* Required tasks:
[1] In the forum post about failing EX2000 cards, list the facts that the reply says are not known.
[2] Translate this sentence from the forum post about failing EX2000 cards into Spanish: "However, one of the advertisers here on control.com, Gas Turbine Controls (GTC) does do card repairs and they MIGHT be able to tell you what is causing the capacitor failures."

══ Passage ══

My client is using an EX2000 panel. They are continuously facing an issue where the DS200LDCCH1A and DS200DCFBG1B are failing.
On inspecting we found that the capacitor C52 In the LDCC card had burnt.
What would be the reason for this?
Hmmm.... I doubt if your Customer could persuade GE to do a RCA (Root Cause Analysis) on EX2000 cards since they no longer support that technology.
However, one of the advertisers here on control.com, Gas Turbine Controls (GTC) does do card repairs and they MIGHT be able to tell you what is causing the capacitor failures.
Having said that, capacitors do fail over time. We don't know how old the cards are or how long they've been in service, nor what Diagnostic Alarms are being annunciated by the EX2000. And, to my knowledge, GE never released the "back sheets" for the TC2000 series of cards (Mark V; EX2000), and back sheets would be the schematic diagrams for the printed circuit cards that would be pretty crucial to understanding what voltages/currents/signals pass through what components.

═══
══ Dataset content ══

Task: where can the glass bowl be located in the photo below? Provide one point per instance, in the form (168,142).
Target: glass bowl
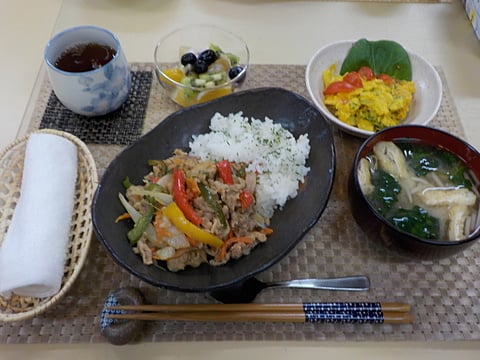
(187,84)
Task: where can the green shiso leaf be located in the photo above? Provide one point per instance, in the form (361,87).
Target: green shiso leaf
(382,56)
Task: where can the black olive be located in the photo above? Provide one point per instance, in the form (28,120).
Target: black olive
(209,56)
(234,72)
(188,58)
(200,67)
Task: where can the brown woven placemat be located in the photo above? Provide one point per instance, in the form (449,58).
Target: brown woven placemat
(122,126)
(444,294)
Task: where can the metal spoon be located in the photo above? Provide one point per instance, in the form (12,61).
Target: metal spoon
(246,291)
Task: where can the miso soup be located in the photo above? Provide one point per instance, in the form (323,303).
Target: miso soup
(421,189)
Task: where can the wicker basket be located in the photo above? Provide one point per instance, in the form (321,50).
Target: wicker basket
(11,169)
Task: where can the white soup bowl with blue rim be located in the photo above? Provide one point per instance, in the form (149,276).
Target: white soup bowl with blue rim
(95,92)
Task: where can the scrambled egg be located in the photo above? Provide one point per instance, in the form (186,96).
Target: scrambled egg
(374,106)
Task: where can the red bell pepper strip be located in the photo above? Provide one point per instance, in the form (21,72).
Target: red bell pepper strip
(180,197)
(225,171)
(246,199)
(339,87)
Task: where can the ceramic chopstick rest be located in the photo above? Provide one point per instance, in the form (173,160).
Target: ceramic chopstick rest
(33,251)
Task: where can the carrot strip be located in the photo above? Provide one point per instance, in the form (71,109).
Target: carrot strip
(124,216)
(266,231)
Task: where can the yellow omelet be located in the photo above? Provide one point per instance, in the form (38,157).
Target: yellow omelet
(375,106)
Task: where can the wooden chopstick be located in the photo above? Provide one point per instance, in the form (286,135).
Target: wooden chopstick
(388,317)
(387,307)
(310,312)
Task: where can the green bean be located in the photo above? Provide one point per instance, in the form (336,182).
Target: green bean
(140,227)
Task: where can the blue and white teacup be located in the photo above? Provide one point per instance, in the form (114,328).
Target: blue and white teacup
(93,92)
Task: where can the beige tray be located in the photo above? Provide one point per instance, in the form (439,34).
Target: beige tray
(444,294)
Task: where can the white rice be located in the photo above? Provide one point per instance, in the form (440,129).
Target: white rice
(272,151)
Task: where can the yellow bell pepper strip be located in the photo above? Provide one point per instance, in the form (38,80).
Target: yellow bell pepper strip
(212,200)
(246,199)
(180,197)
(225,171)
(176,216)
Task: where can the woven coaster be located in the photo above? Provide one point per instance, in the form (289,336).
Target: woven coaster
(122,126)
(444,294)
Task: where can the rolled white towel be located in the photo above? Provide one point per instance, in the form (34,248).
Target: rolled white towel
(33,251)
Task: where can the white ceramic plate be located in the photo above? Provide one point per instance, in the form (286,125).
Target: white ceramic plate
(428,85)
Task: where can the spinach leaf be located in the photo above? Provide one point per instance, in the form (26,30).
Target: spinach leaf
(382,56)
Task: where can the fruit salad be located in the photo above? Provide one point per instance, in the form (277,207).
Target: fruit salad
(205,75)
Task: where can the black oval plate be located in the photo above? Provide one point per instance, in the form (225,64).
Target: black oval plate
(299,215)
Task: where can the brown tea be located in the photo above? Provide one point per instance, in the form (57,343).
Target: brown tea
(84,57)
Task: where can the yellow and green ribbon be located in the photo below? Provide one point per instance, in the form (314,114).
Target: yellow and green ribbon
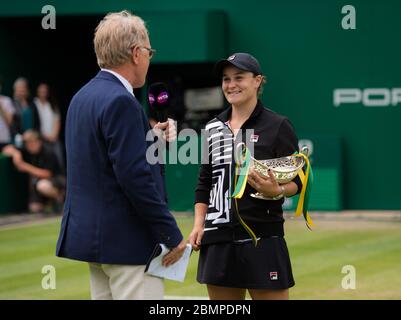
(240,180)
(304,197)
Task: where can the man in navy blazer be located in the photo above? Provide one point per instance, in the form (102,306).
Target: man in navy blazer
(115,210)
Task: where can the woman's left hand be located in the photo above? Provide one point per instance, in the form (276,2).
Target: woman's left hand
(268,186)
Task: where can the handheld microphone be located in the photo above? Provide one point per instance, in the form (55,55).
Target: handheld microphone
(159,100)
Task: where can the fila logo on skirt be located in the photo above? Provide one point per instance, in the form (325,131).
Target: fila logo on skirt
(274,275)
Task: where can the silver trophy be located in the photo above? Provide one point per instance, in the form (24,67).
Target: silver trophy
(284,169)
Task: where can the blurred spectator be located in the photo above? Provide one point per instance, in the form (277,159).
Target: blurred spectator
(26,116)
(49,119)
(46,179)
(6,117)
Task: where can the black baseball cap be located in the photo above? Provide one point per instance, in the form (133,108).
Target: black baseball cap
(241,60)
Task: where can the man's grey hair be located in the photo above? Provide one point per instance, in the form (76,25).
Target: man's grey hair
(116,35)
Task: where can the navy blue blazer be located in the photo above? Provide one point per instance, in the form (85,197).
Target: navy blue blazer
(115,209)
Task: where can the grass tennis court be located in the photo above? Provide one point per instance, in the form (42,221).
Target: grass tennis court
(373,248)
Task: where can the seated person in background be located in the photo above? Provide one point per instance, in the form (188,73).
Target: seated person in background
(6,118)
(46,181)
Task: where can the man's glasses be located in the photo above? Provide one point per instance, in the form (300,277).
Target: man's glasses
(151,51)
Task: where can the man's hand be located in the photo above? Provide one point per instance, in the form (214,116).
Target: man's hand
(266,185)
(195,237)
(175,254)
(167,130)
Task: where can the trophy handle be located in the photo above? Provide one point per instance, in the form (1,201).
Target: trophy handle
(239,153)
(305,150)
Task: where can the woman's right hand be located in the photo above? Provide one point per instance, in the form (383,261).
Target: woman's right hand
(195,237)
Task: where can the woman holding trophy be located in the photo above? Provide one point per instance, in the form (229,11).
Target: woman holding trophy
(241,239)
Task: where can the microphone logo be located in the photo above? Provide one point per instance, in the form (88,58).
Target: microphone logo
(151,98)
(162,97)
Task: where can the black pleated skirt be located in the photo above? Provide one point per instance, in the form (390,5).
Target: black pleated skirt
(242,265)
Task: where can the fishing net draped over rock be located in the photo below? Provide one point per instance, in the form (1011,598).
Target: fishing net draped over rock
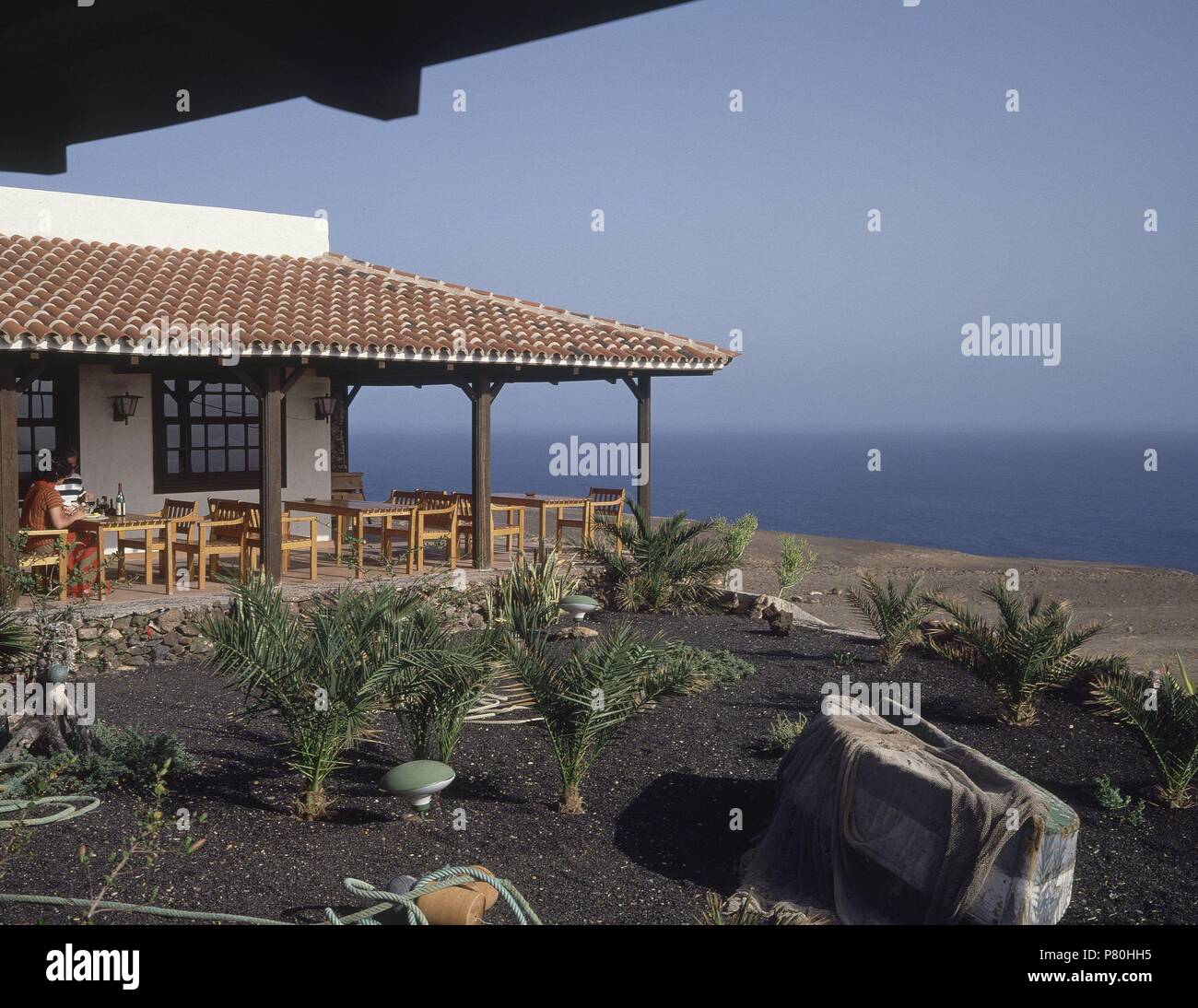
(879,824)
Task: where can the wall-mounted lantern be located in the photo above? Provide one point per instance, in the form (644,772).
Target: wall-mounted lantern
(326,404)
(124,406)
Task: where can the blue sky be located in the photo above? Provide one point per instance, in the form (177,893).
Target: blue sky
(756,220)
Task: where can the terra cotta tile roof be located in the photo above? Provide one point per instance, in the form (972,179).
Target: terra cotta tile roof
(63,293)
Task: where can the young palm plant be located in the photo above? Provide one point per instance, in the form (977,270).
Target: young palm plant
(672,567)
(432,681)
(15,639)
(895,615)
(1031,647)
(526,600)
(585,698)
(1165,710)
(322,671)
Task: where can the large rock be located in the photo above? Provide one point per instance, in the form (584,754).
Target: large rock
(886,819)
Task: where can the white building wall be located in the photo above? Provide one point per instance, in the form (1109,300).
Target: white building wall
(52,215)
(112,452)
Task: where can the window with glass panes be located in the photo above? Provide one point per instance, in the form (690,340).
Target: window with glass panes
(46,424)
(206,435)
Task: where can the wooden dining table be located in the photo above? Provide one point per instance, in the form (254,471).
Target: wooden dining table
(542,503)
(100,524)
(355,511)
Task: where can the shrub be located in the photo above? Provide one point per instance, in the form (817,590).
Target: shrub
(895,615)
(1109,795)
(1165,710)
(127,759)
(585,698)
(526,599)
(686,669)
(795,560)
(734,536)
(434,681)
(1113,800)
(782,732)
(1028,651)
(322,671)
(667,568)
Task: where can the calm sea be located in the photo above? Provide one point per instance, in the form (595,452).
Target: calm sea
(1081,497)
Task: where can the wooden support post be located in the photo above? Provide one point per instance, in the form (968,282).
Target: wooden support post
(482,393)
(339,428)
(10,480)
(270,495)
(640,387)
(480,471)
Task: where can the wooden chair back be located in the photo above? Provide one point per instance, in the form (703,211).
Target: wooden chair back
(227,508)
(607,502)
(223,510)
(179,509)
(252,514)
(465,503)
(347,486)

═══

* Numbered responses:
[1]
- How old the cards are
- How long the cards have been in service
- What Diagnostic Alarms the EX2000 is annunciating

[2] Sin embargo, uno de los anunciantes aquí en control.com, Gas Turbine Controls (GTC), sí repara tarjetas y QUIZÁS pueda decirle qué está causando las fallas de los capacitores.